PROBLEM 1:
Please copy down, word for word, the part of the GitLab notes below that opens with the words containing "Pipeline minutes consumption" and closes with "pipeline minute packs.".
PROBLEM 2:
In the GitLab notes below, how many free pipeline minutes does the Free tier get on GitLab SaaS?

Pipeline minutes consumption is a critical cost factor on GitLab SaaS. Shared runners on SaaS consume pipeline minutes from the namespace allocation (400 free minutes on Free tier, more on paid tiers). Self-managed runners do not consume pipeline minutes. Organizations with heavy CI workloads on SaaS frequently find that self-hosted runner infrastructure is significantly cheaper than purchasing additional pipeline minute packs.

Common Decisions (ADR Triggers)

  • GitLab SaaS (gitlab.com) vs self-managed GitLab -- SaaS eliminates infrastructure management and provides automatic updates but limits runner customization, network access, and data residency control. Self-managed provides full control over runners, networking, storage, and data sovereignty but requires patching, backup, and scaling of the GitLab instance itself. Use SaaS for teams without strict data residency requirements. Use self-managed for regulated industries, air-gapped environments, or when private network access from CI jobs is essential.
  • GitLab CI/CD vs GitHub Actions -- GitLab provides integrated security scanning, built-in container registry, environments with deployment tracking, and compliance pipelines in a single platform. GitHub Actions provides a larger marketplace of community actions, simpler workflow syntax, and OIDC federation to cloud providers. GitLab is stronger for organizations wanting a single platform with integrated DevSecOps. GitHub Actions is stronger for open-source projects and organizations already using GitHub for source control.

EXTRACTED DATA:
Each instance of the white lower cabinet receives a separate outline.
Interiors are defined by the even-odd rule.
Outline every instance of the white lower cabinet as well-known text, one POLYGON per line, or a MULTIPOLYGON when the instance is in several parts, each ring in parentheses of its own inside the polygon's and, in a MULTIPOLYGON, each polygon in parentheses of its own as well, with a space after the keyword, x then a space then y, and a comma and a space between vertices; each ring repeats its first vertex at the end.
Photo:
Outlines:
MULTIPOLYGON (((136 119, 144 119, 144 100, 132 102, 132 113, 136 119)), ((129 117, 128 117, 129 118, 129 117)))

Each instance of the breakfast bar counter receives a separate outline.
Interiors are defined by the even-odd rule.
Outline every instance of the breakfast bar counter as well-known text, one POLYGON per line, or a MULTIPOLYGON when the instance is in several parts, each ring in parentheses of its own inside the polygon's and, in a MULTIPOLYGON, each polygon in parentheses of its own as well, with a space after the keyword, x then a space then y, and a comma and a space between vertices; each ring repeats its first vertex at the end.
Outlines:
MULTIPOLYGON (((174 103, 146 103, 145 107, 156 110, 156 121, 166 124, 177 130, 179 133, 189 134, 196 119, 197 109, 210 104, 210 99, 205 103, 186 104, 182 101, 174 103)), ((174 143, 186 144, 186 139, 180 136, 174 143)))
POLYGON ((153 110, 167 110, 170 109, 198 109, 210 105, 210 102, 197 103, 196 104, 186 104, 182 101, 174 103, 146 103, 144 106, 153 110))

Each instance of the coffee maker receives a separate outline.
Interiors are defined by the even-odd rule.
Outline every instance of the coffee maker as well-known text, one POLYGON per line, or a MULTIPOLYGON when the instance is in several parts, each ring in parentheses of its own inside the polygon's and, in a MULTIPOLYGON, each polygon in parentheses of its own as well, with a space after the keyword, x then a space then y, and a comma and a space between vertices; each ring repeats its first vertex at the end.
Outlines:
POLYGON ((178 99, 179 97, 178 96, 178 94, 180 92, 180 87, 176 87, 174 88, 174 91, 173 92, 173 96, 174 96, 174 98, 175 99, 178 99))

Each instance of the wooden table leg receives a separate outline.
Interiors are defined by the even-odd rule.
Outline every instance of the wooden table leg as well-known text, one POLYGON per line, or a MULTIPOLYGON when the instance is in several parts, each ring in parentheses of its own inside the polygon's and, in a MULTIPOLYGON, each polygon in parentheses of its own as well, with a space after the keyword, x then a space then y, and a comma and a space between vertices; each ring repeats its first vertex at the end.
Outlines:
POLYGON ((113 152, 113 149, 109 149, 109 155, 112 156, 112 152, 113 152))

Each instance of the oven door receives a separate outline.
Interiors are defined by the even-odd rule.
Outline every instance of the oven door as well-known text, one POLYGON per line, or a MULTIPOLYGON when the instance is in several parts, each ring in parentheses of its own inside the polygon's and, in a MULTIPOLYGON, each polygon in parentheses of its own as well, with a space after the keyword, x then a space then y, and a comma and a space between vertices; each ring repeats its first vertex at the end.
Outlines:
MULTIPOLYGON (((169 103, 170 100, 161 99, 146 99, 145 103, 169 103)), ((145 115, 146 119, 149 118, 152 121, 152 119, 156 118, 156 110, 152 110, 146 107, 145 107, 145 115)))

PROBLEM SOLUTION 1:
Pipeline minutes consumption is a critical cost factor on GitLab SaaS. Shared runners on SaaS consume pipeline minutes from the namespace allocation (400 free minutes on Free tier, more on paid tiers). Self-managed runners do not consume pipeline minutes. Organizations with heavy CI workloads on SaaS frequently find that self-hosted runner infrastructure is significantly cheaper than purchasing additional pipeline minute packs.

PROBLEM SOLUTION 2:
400 free minutes.